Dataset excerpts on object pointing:
#####

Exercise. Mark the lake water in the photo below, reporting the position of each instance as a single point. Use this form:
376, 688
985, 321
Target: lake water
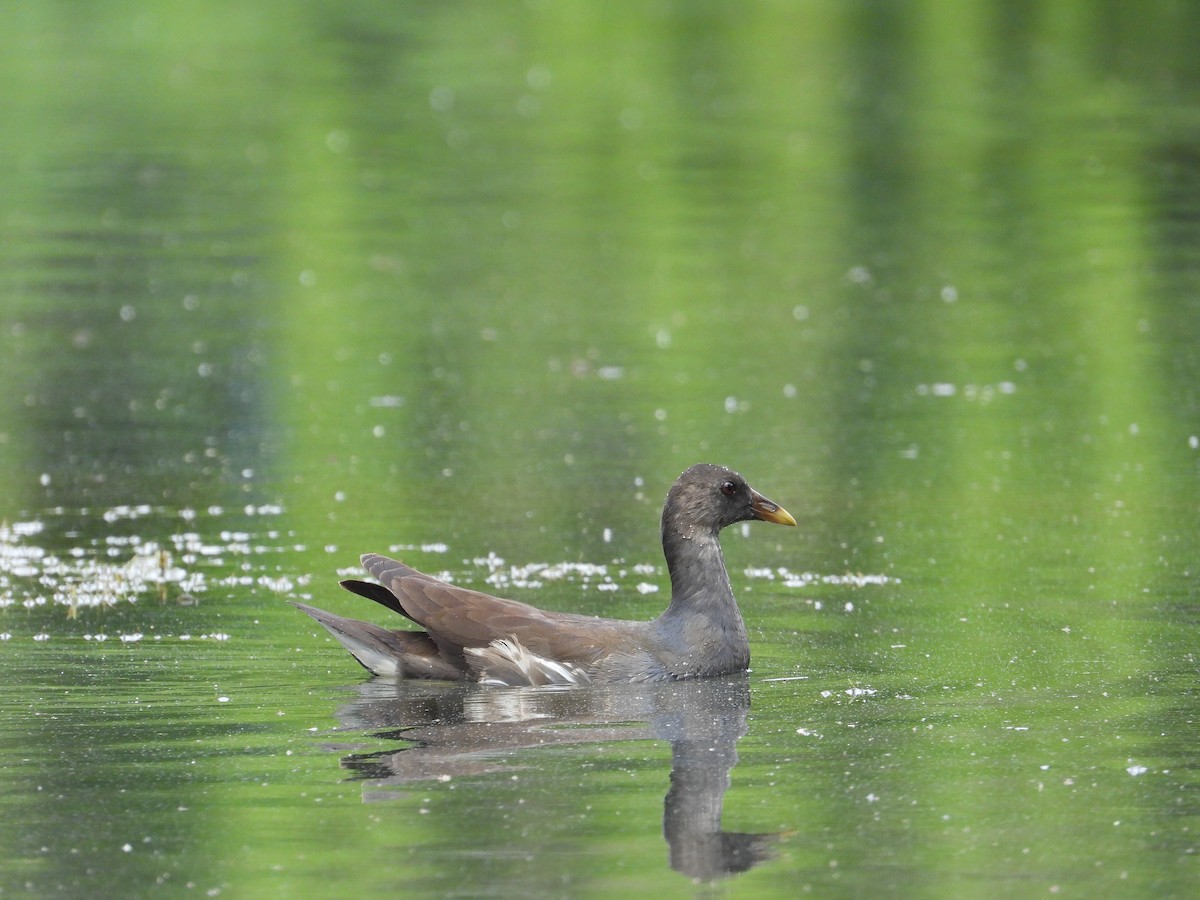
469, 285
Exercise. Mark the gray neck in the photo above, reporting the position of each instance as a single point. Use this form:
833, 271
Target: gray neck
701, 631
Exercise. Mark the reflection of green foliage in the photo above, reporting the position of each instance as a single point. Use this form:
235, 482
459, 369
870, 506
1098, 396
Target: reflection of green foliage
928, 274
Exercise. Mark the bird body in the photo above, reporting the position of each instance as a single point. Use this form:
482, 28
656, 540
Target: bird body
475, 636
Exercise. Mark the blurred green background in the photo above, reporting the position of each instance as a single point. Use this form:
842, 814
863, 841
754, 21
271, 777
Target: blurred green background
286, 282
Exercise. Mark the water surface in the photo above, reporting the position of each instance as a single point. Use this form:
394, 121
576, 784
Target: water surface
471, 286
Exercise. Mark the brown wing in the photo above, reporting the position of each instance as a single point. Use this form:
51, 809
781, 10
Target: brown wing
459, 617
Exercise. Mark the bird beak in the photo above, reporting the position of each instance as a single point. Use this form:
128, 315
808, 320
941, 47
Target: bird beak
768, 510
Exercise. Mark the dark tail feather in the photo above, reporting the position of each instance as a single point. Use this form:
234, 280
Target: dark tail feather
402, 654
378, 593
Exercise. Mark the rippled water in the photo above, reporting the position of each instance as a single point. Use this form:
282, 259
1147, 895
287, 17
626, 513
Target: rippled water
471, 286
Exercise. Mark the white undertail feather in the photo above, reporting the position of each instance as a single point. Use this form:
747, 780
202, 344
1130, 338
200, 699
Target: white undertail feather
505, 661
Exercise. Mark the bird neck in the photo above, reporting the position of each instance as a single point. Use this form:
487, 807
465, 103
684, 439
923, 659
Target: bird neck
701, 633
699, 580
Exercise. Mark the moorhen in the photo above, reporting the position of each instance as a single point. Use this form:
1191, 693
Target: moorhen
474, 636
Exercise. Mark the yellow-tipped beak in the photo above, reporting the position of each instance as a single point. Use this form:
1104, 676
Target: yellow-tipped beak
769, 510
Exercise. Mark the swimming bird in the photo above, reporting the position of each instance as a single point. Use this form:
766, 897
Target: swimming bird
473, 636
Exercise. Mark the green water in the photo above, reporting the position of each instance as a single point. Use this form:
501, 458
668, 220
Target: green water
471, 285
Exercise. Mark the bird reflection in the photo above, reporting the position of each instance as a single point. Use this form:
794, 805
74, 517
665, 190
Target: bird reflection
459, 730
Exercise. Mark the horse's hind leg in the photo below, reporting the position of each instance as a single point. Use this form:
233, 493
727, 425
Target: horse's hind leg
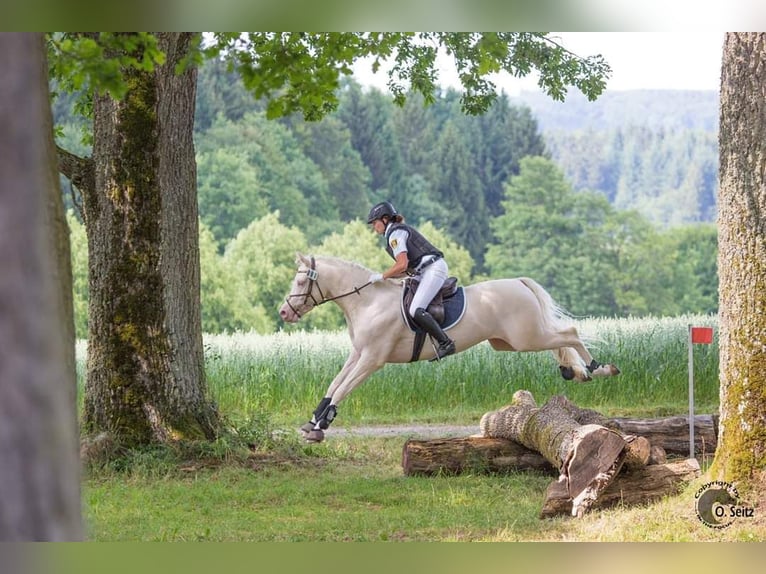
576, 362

#####

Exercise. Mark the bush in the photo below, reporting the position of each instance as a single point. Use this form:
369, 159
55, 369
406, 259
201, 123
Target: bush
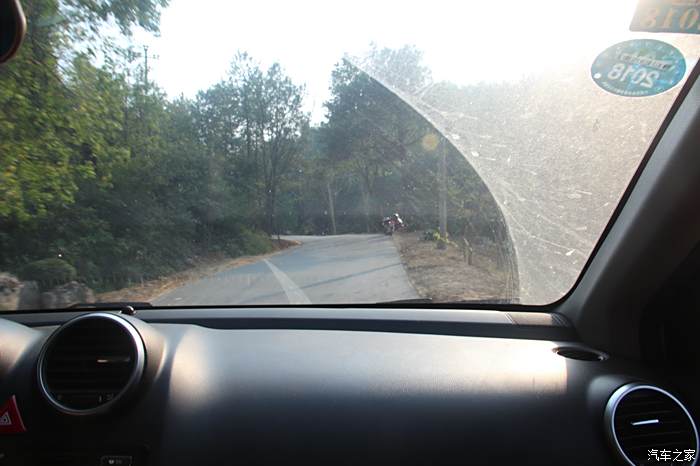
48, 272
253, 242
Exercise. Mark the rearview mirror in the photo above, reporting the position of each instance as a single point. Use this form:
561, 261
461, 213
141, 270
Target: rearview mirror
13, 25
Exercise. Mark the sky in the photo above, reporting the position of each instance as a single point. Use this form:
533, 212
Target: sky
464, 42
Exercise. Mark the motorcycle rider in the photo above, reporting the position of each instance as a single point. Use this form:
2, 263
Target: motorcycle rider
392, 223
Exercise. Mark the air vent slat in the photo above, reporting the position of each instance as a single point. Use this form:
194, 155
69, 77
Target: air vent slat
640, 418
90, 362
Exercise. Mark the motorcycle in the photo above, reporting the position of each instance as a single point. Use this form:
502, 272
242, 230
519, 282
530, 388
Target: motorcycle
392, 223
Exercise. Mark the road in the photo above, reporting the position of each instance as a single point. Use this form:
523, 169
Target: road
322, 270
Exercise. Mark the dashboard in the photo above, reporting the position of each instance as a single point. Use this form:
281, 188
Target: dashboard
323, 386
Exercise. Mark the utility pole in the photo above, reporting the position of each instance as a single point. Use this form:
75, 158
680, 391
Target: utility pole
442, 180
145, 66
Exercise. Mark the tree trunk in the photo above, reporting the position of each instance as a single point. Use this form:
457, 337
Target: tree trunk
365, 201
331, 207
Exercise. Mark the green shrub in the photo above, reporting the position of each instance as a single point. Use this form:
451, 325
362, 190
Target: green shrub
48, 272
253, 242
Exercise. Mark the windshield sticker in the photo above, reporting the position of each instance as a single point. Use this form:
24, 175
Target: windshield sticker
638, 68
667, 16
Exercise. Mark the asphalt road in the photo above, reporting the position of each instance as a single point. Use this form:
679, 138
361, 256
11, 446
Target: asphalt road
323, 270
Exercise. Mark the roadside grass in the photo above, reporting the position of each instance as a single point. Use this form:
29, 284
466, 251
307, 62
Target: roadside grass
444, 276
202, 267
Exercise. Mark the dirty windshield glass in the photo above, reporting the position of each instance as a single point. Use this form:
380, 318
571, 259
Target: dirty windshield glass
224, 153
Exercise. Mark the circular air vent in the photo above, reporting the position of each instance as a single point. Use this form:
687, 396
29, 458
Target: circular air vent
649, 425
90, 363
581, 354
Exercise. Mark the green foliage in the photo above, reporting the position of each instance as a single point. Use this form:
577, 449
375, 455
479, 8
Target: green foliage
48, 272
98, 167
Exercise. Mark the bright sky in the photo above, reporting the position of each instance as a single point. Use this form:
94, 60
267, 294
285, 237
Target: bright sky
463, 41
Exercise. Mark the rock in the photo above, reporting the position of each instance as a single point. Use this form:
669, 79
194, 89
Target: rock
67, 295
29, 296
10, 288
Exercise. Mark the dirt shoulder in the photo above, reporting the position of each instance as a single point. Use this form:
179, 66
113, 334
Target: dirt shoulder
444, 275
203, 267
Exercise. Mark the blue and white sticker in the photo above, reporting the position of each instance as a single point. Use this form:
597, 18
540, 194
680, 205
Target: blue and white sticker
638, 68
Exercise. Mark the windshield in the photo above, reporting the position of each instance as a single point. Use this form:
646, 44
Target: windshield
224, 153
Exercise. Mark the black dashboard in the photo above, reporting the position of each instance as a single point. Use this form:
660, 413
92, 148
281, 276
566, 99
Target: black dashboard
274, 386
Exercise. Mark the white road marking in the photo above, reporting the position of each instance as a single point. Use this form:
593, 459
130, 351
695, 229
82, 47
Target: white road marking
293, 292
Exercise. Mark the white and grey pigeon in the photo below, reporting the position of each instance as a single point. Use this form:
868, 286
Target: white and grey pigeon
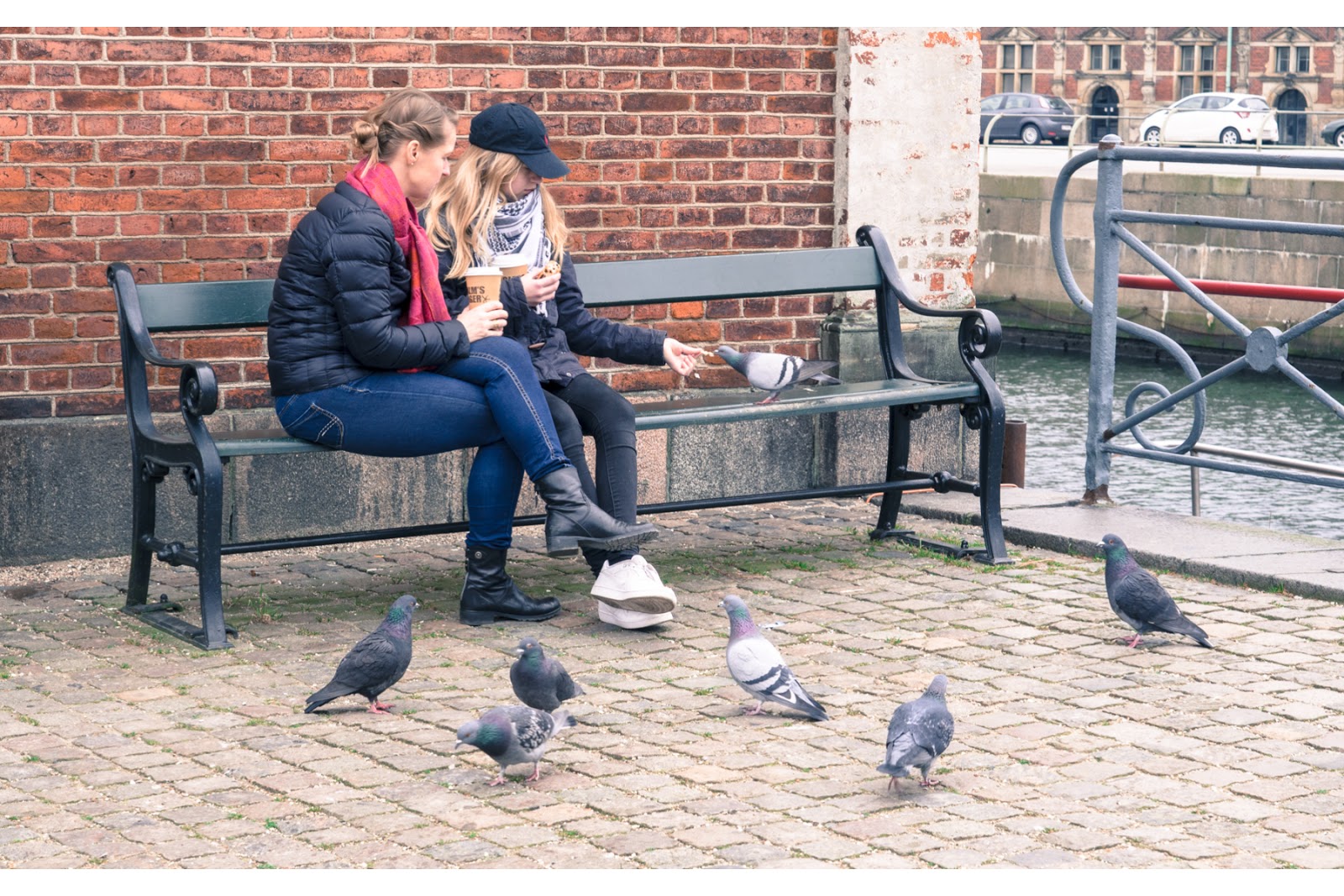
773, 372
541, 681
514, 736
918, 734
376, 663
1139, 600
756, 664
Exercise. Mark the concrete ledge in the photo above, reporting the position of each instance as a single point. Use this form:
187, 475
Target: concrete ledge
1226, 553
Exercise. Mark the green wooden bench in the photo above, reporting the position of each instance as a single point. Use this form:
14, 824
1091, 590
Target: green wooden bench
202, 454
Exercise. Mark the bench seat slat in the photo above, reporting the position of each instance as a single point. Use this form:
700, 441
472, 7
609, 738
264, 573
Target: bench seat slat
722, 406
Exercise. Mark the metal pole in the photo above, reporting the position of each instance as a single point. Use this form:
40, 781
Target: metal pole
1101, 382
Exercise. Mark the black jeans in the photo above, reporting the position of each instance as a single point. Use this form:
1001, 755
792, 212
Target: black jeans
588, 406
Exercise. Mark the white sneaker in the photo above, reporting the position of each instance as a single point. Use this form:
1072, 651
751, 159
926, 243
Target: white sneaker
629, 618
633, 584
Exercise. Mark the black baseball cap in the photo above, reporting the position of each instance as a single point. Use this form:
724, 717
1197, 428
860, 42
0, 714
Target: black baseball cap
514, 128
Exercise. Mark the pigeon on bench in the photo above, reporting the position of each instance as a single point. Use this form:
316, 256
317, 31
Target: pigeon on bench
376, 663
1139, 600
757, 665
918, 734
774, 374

#####

Report every line in the listing above that contains the string "rider".

Exercise. Mark the motorcycle rider in the photo above, reporting the position of each instance as a single point. Use this form:
Target: motorcycle rider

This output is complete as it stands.